-- Start of AVAILABLE RECORDS --

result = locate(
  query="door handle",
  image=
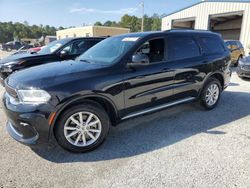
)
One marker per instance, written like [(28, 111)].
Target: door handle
[(166, 70)]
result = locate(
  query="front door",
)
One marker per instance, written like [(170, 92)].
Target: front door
[(144, 85)]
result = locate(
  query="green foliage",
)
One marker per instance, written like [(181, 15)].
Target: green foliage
[(10, 31), (151, 23)]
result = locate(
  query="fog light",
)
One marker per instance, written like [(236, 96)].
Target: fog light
[(24, 124)]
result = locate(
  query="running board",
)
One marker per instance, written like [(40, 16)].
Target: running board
[(159, 107)]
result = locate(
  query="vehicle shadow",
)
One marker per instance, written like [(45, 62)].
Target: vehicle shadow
[(155, 131)]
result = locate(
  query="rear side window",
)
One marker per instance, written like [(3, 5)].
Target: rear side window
[(212, 45), (183, 48)]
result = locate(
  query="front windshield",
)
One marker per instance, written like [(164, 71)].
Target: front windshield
[(52, 47), (107, 51)]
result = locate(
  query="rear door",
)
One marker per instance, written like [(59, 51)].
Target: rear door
[(186, 58)]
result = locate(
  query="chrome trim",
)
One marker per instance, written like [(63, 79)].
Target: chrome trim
[(159, 107)]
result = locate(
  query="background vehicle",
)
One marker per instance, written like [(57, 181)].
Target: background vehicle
[(237, 51), (243, 69), (119, 78), (58, 50), (15, 45)]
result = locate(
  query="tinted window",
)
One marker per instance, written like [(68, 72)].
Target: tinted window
[(53, 46), (213, 45), (182, 48), (239, 44), (154, 49), (107, 51)]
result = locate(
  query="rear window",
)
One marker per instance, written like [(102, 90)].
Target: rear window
[(212, 45), (183, 48), (239, 44)]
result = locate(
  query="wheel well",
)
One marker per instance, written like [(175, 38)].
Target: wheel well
[(220, 78), (108, 107)]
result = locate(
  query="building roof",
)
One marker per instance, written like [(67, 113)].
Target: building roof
[(149, 33), (205, 1)]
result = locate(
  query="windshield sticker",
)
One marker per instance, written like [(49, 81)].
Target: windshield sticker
[(130, 39)]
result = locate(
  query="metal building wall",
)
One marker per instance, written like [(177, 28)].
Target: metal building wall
[(203, 10)]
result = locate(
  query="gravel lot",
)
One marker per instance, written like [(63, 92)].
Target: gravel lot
[(184, 146)]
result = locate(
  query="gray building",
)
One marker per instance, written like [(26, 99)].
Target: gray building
[(229, 18)]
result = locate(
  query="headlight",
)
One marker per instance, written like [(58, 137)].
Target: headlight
[(33, 96)]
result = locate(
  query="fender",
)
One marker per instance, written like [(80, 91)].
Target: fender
[(73, 99), (211, 74)]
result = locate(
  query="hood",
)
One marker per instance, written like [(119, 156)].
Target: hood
[(48, 75), (16, 57)]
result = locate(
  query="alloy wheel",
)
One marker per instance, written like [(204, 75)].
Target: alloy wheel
[(212, 94)]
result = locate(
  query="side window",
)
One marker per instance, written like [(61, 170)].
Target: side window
[(213, 45), (239, 44), (228, 45), (74, 47), (234, 45), (183, 48), (154, 49)]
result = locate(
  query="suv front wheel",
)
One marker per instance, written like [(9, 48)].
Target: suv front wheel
[(210, 94), (82, 128)]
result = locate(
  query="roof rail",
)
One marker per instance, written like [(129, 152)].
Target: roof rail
[(191, 30)]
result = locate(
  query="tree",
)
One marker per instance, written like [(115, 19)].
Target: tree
[(10, 31), (98, 24)]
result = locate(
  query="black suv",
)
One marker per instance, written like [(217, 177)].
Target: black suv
[(119, 78), (59, 50)]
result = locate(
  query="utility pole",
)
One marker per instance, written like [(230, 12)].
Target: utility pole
[(142, 20)]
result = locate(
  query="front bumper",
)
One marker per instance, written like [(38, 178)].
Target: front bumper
[(243, 72), (28, 124)]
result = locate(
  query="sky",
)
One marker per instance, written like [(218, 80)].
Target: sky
[(78, 12)]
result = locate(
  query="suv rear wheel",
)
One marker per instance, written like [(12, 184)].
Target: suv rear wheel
[(82, 128), (210, 94)]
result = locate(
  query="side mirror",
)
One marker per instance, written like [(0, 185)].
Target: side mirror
[(63, 54), (139, 60)]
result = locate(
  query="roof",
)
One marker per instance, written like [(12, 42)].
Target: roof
[(205, 1), (144, 34)]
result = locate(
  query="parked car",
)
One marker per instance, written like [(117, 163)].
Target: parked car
[(14, 45), (35, 49), (237, 51), (243, 69), (58, 50), (119, 78)]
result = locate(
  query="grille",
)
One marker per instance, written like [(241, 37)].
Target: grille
[(12, 92)]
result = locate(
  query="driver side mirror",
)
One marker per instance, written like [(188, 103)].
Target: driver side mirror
[(139, 60), (63, 54)]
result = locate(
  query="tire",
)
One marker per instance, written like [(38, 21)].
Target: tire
[(212, 82), (237, 62), (65, 126)]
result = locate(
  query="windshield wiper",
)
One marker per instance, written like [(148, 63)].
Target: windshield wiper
[(84, 60)]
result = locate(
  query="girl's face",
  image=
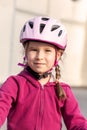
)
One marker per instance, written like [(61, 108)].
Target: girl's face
[(40, 56)]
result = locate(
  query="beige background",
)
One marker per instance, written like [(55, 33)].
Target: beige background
[(14, 13)]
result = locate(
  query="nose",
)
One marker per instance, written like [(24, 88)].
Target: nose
[(40, 54)]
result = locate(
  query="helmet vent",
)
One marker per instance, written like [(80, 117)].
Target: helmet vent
[(42, 27), (24, 28), (31, 24), (60, 32), (54, 27), (45, 19)]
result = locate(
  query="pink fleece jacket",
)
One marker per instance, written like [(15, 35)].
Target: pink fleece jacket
[(30, 106)]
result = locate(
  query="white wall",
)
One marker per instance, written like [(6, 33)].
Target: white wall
[(14, 13)]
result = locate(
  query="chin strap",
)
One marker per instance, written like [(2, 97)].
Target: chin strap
[(36, 75)]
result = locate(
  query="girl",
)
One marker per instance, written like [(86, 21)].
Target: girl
[(32, 100)]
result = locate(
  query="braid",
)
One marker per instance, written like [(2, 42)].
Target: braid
[(60, 92)]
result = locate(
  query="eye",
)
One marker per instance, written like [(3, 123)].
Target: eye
[(32, 49), (48, 50)]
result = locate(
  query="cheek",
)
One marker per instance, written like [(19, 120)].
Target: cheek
[(51, 59)]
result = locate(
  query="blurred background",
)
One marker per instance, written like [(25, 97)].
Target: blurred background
[(72, 13)]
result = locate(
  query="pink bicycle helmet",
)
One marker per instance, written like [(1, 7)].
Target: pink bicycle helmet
[(44, 29)]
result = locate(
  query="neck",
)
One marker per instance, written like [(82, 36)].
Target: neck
[(44, 80)]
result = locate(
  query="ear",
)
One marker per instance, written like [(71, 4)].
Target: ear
[(59, 54)]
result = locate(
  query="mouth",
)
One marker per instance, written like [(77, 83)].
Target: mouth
[(39, 63)]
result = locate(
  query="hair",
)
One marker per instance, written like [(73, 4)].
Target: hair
[(60, 91)]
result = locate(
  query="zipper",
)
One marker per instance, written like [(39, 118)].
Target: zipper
[(41, 109)]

-- End of AVAILABLE RECORDS --

**PROBLEM DETAILS**
Copy all of the records above word for word, leaving the pictures out.

**ANSWER FOR THE TASK**
result = locate(
  query="door handle",
  image=
)
One marker per instance, written like [(28, 111)].
Target: door handle
[(166, 70)]
result = locate(
  query="front door",
)
One marker per instance, written like [(170, 92)].
Target: front door
[(144, 85)]
result = locate(
  query="green foliage",
)
One marker per instance, written like [(181, 15)].
Target: green foliage
[(10, 31), (151, 23)]
result = locate(
  query="fog light",
)
One marker per instance, written like [(236, 96)].
Target: fog light
[(24, 124)]
result = locate(
  query="running board",
)
One marker per instance, written like [(40, 16)].
Target: running board
[(159, 107)]
result = locate(
  query="vehicle shadow",
)
One marker per instance, written like [(45, 62)].
Target: vehicle shadow
[(155, 131)]
result = locate(
  query="rear side window",
)
One marker per instance, written like [(3, 5)].
Target: rear side window
[(212, 45), (183, 48)]
result = locate(
  query="front windshield",
)
One marker per instance, written like [(164, 71)].
Target: front windshield
[(52, 47), (107, 51)]
result = locate(
  query="rear door",
)
One marker per instance, written like [(59, 51)].
Target: rear door
[(186, 58)]
result = locate(
  query="chrome trim",
)
One marker per instance, written like [(63, 79)].
Target: chrome trim
[(159, 107)]
result = locate(
  query="background vehicle",
)
One marker per instance, written like [(57, 181)].
Target: background vehicle
[(237, 51), (243, 69), (119, 78), (58, 50), (15, 45)]
result = locate(
  query="tinted window",
)
One marker per instance, written like [(68, 72)].
Target: tinted window
[(53, 46), (213, 45), (182, 48), (239, 44), (154, 49), (107, 51)]
result = locate(
  query="rear window",
)
One marker per instance, written like [(102, 90)].
Target: rear window
[(212, 45), (183, 48), (239, 44)]
result = locate(
  query="wheel well",
)
One marker per instance, written like [(175, 38)].
Target: wheel well
[(220, 78), (108, 107)]
result = locate(
  query="building roof",
)
One marker per instance, written like [(67, 113)].
Target: building roof
[(149, 33), (205, 1)]
result = locate(
  query="windshield sticker",
)
One marker per instance, written like [(49, 81)].
Target: windshield sticker
[(130, 39)]
result = locate(
  query="metal building wall",
)
One marker per instance, written like [(177, 28)].
Target: metal building wall
[(203, 10)]
result = locate(
  query="gravel lot",
)
One marker per instance, written like [(63, 92)].
Target: gravel lot
[(184, 146)]
result = locate(
  query="gray building",
)
One marker per instance, written like [(26, 99)].
Target: gray building
[(229, 18)]
result = locate(
  query="headlight",
)
One marker per instance, written like [(58, 137)].
Target: headlight
[(33, 96)]
result = locate(
  query="fender",
)
One marker per instance, written like [(80, 91)].
Target: fender
[(73, 99), (211, 74)]
result = locate(
  query="hood",
)
One marker per instance, written like [(119, 156)].
Target: hood
[(48, 75), (16, 57)]
result = locate(
  query="alloy wheel",
)
One marker per instance, written like [(204, 75)].
Target: alloy wheel
[(212, 94)]
result = locate(
  query="side window",
)
One marker per instance, written like [(61, 170)].
Target: side window
[(213, 45), (239, 44), (228, 45), (74, 47), (234, 45), (183, 48), (154, 49)]
result = locate(
  query="suv front wheel",
)
One marker per instance, written like [(9, 48)].
Target: suv front wheel
[(210, 94), (82, 128)]
result = locate(
  query="roof rail",
)
One marker per instance, written like [(129, 152)].
Target: roof rail
[(191, 30)]
result = locate(
  query="tree",
)
One marker per instance, written like [(115, 19)].
Target: tree
[(10, 31), (98, 24)]
result = locate(
  query="black suv",
)
One marker per instance, written like [(217, 177)].
Target: black suv
[(119, 78), (59, 50)]
result = locate(
  query="utility pole",
)
One marker per instance, written like [(230, 12)].
Target: utility pole
[(142, 20)]
result = locate(
  query="front bumper",
)
One marker per instance, written like [(38, 178)].
Target: front bumper
[(243, 72), (28, 124)]
result = locate(
  query="sky",
)
One marker per instance, written like [(218, 80)].
Target: sky
[(78, 12)]
result = locate(
  query="suv rear wheel",
)
One marker per instance, written like [(12, 184)].
Target: suv rear wheel
[(82, 128), (210, 94)]
result = locate(
  query="side mirror",
)
One marker per instance, written like [(0, 185)].
Target: side mirror
[(63, 54), (139, 60)]
result = locate(
  query="roof",
)
One marker per instance, written like [(12, 42)].
Target: roof
[(205, 1), (144, 34)]
result = locate(
  query="parked car",
)
One marker per instance, written like [(117, 163)].
Target: parked car
[(14, 45), (35, 49), (237, 51), (243, 69), (58, 50), (119, 78)]
result = locate(
  query="grille",
)
One marker per instance, written like [(241, 37)].
Target: grille
[(12, 92)]
result = locate(
  query="driver side mirror",
)
One marker per instance, written like [(188, 103)].
Target: driver side mirror
[(139, 60), (63, 54)]
result = locate(
  query="tire",
)
One marker per instance, written like [(38, 21)].
Target: tire
[(212, 82), (237, 62), (65, 126)]
result = locate(
  query="windshield wiper",
)
One marker per instance, written like [(148, 63)].
Target: windshield wiper
[(84, 60)]
result = locate(
  query="girl's face",
  image=
)
One marker per instance, written like [(61, 108)].
Target: girl's face
[(40, 56)]
result = locate(
  query="beige background",
)
One marker per instance, written like [(55, 33)].
Target: beige background
[(14, 13)]
result = locate(
  query="nose",
)
One marker per instance, written like [(24, 88)].
Target: nose
[(40, 54)]
result = locate(
  query="helmet vent",
)
One marker per instance, written like [(80, 117)].
Target: helmet vent
[(42, 27), (24, 28), (31, 24), (60, 32), (54, 27), (45, 19)]
result = locate(
  query="pink fleece jacket",
)
One marker per instance, written like [(15, 35)].
Target: pink fleece jacket
[(30, 106)]
result = locate(
  query="white wall",
)
One marker per instance, written like [(6, 33)].
Target: white wall
[(14, 13)]
result = locate(
  query="chin strap",
)
One marker per instance, written like [(2, 97)].
Target: chin strap
[(36, 75)]
result = locate(
  query="girl",
)
One marker per instance, written like [(86, 21)].
Target: girl
[(32, 100)]
result = locate(
  query="braid",
)
One marker per instance, written like [(2, 42)].
Target: braid
[(60, 92)]
result = locate(
  query="eye",
)
One marker per instance, written like [(3, 123)].
Target: eye
[(32, 49), (48, 50)]
result = locate(
  query="cheek",
)
One marker per instance, written like [(19, 120)].
Target: cheek
[(51, 59)]
result = locate(
  query="blurred background",
)
One marker per instance, written like [(25, 97)].
Target: blurred background
[(72, 13)]
result = locate(
  query="pink bicycle helmet",
)
One marker per instance, written like [(1, 7)].
Target: pink bicycle helmet
[(44, 29)]
result = locate(
  query="neck",
)
One marker per instance, written like [(82, 36)].
Target: neck
[(44, 80)]
result = locate(
  query="ear",
)
One marker per instance, written like [(71, 4)].
Target: ear
[(59, 54)]
result = locate(
  query="mouth",
)
One marker per instance, written like [(77, 83)].
Target: mouth
[(39, 63)]
result = locate(
  query="hair",
)
One marker per instance, written like [(73, 4)].
Target: hair
[(60, 91)]
result = locate(
  query="zipper",
)
One marker per instance, written like [(39, 118)].
Target: zipper
[(41, 109)]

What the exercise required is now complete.